Me siento a escribir esta bitácora por algo que acabo de presenciar: salí a buscar almuerzo este Sábado Santo a la calle, en Antiguo Cuscatlán, y entré en un comedor en el que no suelo entrar; lo hice solo porque llamó mi atención lo que sucedía en la entrada. Parqueado enfrente había un envejecido pick-up Nissan Frontier de la PNC, nada anormal hasta ahí, pero en la puerta del negocio estaban de guardia dos alumnos de la Academia Nacional de Seguridad Pública, con lentes oscuras y ajustados chalecos antibalas sobre sus uniformes grises e impecables. Como supuse, adentro almorzaban policías, tres, fáciles de diferenciar de los compañeros no graduados de afuera, por sus uniformes oscuros y por su sobrepeso. Uno de ellos tenía su fusil plegado sobre las piernas, como quien pone una servilleta para no ensuciarse. Ninguno de los tres era un oficial. El comedor, popular, $1.90 pagué por unas chilaquilas, arroz, un pedazo de queso y una Coca-cola en botella de vidrio. Infiero que, por la ola de violencia que afecta al país en general –y a la PNC en particular–, en la institución han girado algún tipo de instructivo para que los tiempos de comida sean así: con custodia propia en la puerta del negocio. Y si esto se ve en Antiguo, una de las ciudades más tranquilas del país, ni quiero imaginar lo tensos que serán los almuerzos policiales en San Martín, Nahuizalco, Santa Cruz Michapa o Concepción Batres.

_Registros mostrados_.

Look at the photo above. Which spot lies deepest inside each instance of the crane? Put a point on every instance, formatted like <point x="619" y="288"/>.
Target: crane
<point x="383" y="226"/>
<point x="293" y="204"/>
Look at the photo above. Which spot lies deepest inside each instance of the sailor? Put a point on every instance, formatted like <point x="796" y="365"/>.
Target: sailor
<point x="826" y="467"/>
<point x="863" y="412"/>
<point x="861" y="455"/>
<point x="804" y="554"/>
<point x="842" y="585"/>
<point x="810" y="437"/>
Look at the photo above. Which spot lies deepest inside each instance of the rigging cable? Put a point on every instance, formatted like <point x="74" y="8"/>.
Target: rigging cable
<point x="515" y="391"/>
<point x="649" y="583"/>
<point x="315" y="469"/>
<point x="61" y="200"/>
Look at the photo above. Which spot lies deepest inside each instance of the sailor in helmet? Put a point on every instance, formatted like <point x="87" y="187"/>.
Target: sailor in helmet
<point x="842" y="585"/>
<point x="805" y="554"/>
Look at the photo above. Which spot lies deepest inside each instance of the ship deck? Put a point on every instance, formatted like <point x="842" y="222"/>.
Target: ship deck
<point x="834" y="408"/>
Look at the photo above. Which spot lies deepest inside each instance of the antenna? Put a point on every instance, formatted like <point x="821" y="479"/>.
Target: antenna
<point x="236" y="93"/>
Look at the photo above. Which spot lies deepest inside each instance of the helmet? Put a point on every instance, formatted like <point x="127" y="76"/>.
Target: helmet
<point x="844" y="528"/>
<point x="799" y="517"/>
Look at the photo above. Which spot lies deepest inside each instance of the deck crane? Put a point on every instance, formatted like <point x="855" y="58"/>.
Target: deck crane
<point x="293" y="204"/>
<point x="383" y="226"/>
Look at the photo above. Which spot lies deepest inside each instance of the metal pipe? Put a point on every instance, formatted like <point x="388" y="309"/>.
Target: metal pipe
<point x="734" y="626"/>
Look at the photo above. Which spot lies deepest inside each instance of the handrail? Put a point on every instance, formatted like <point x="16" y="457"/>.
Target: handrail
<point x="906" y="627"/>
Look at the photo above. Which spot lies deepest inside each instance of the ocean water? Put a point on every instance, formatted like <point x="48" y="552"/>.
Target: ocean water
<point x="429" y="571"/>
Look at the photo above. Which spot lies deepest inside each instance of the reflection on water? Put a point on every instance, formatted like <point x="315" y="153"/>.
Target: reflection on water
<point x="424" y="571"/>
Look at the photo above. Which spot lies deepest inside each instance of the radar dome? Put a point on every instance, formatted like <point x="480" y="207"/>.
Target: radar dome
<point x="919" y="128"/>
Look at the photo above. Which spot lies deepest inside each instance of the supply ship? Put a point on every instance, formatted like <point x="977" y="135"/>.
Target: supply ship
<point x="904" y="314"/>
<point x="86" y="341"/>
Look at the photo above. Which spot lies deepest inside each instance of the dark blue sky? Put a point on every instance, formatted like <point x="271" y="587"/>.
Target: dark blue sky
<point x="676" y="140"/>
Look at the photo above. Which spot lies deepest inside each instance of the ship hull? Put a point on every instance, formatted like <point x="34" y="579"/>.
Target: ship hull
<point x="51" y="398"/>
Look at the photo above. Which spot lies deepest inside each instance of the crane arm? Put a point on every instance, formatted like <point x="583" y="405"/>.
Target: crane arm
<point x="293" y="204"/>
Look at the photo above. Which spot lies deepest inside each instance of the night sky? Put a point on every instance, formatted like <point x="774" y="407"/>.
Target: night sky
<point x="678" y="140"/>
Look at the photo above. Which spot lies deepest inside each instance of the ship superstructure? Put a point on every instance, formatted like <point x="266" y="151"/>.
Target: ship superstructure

_Objetivo A_.
Según el relato sobre el almuerzo policial, ¿cuánto costó la comida en el comedor?
_Objetivo B_.
Enumera las localidades donde, según el relato sobre el almuerzo policial, los almuerzos de la policía serían más tensos que en Antiguo Cuscatlán.

_Respuesta completa A_.
$1.90, por unas chilaquilas, arroz, un pedazo de queso y una Coca-cola en botella de vidrio.

_Respuesta completa B_.
San Martín, Nahuizalco, Santa Cruz Michapa y Concepción Batres.